- Opening Delimiter -
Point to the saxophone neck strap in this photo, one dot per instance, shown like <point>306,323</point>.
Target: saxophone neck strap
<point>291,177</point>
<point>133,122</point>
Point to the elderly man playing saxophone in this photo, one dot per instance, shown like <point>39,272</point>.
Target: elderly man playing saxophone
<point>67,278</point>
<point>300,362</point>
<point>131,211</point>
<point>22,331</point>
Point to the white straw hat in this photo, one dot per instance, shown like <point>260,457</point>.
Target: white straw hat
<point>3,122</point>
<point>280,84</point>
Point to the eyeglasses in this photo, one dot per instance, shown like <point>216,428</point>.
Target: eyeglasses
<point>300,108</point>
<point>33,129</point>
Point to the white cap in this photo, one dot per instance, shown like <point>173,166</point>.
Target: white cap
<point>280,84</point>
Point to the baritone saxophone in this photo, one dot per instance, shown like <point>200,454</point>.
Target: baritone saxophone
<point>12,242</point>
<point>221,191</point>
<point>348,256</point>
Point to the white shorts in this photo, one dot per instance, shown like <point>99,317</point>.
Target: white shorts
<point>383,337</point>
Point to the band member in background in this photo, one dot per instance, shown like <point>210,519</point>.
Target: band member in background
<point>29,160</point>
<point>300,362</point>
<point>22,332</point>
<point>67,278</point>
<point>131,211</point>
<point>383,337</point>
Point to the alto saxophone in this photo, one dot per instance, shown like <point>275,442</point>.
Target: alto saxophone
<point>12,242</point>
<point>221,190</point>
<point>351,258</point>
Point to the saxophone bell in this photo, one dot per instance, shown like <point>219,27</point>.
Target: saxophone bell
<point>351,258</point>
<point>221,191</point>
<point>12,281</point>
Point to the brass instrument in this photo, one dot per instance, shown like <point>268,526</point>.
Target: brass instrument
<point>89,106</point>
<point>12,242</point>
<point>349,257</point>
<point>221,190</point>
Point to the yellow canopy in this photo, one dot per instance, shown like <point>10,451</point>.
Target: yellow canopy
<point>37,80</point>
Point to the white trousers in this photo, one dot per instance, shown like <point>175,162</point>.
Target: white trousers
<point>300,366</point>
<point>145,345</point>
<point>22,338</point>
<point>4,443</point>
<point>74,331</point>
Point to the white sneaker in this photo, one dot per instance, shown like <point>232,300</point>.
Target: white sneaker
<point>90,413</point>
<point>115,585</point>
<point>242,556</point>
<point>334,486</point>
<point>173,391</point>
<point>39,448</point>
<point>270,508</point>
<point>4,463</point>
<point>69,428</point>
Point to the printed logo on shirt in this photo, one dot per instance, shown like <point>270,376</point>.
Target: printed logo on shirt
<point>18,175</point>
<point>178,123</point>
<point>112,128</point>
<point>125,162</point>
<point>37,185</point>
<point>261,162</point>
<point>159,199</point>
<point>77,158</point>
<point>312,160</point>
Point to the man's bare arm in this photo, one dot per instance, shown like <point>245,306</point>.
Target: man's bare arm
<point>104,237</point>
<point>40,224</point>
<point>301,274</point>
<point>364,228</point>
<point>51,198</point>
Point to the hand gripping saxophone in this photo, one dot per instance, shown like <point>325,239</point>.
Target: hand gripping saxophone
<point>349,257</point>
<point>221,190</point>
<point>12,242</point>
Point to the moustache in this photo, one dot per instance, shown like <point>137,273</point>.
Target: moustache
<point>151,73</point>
- Closing Delimiter -
• [WORK TASK] Nothing in the listing above may be altered; transcribe all of it.

• [SOLUTION TO THIS PROBLEM]
Point to the saxophone neck strap in this photo, one dot per instance, shown like <point>306,323</point>.
Target: saxophone neck strap
<point>291,177</point>
<point>133,122</point>
Point to the elderly man playing saxophone in this photo, one dot per instance, shown like <point>39,272</point>.
Target: elderly man playing saxophone
<point>67,278</point>
<point>300,362</point>
<point>131,211</point>
<point>22,331</point>
Point to the white straw hat in this photo, one dot per instance, shown like <point>260,457</point>.
Target: white straw hat
<point>3,122</point>
<point>280,84</point>
Point to the eyeglasses in this photo, one dot per instance, shown like <point>216,428</point>.
Target: eyeglasses
<point>300,108</point>
<point>33,129</point>
Point to the white cap in this photo, one dot per instance, shown like <point>173,166</point>.
Target: white cap
<point>280,84</point>
Point to the baritone saxophone in this photo, one dot per instance, shown like <point>200,454</point>.
Target: baritone saxophone
<point>12,242</point>
<point>221,191</point>
<point>348,256</point>
Point to the white shorts in this photo, one dot per instance, shown like <point>99,317</point>.
Target: white shorts
<point>383,337</point>
Point to the band member in background in this photo, one dot per instance, shown like <point>210,519</point>.
Target: band member in background
<point>29,160</point>
<point>300,362</point>
<point>22,332</point>
<point>67,278</point>
<point>131,211</point>
<point>383,337</point>
Point to the alto saxophone in this photo, one dot per instance, shown like <point>275,442</point>.
Target: alto saxophone
<point>12,242</point>
<point>221,190</point>
<point>351,258</point>
Point to the saxophone bell in this photo, one dot per instance, shown like <point>219,27</point>.
Target: saxophone bell
<point>351,258</point>
<point>221,191</point>
<point>12,281</point>
Point to the brass instrument in this photo, one dot per instance, shown like <point>268,526</point>.
Target: brass instrument
<point>89,106</point>
<point>12,242</point>
<point>349,257</point>
<point>221,190</point>
Point to the yellow canopy in this photo, one dot per instance, shown like <point>10,451</point>.
Target: yellow canopy
<point>37,80</point>
Point to the white trousers in this photo, one dot per instance, shown like <point>175,162</point>.
Target: white trousers
<point>300,366</point>
<point>145,345</point>
<point>22,338</point>
<point>4,443</point>
<point>74,331</point>
Point to the white sneaker in this photo, one dot per instance, shown like <point>232,300</point>.
Target: white sneaker
<point>90,413</point>
<point>115,585</point>
<point>242,556</point>
<point>334,486</point>
<point>173,391</point>
<point>39,448</point>
<point>270,508</point>
<point>4,463</point>
<point>69,428</point>
Point to the printed logo on shirt in this photo, one dot per instance, shown like <point>270,376</point>.
Target: printed logo on shirt
<point>18,175</point>
<point>178,123</point>
<point>112,128</point>
<point>125,162</point>
<point>37,185</point>
<point>261,162</point>
<point>159,199</point>
<point>77,158</point>
<point>312,160</point>
Point to the man's bare arm in this photo, one dot per instance, shown like <point>245,306</point>.
Target: man's bare arm
<point>104,237</point>
<point>40,224</point>
<point>301,274</point>
<point>364,228</point>
<point>51,198</point>
Point to the hand gripping saxophone in this photo, one dot per instance, shown like <point>325,239</point>.
Target: hand gripping saxophone
<point>349,257</point>
<point>221,190</point>
<point>12,242</point>
Point to the moustache in this photo, one dot per instance, shown like <point>137,273</point>.
Target: moustache
<point>151,73</point>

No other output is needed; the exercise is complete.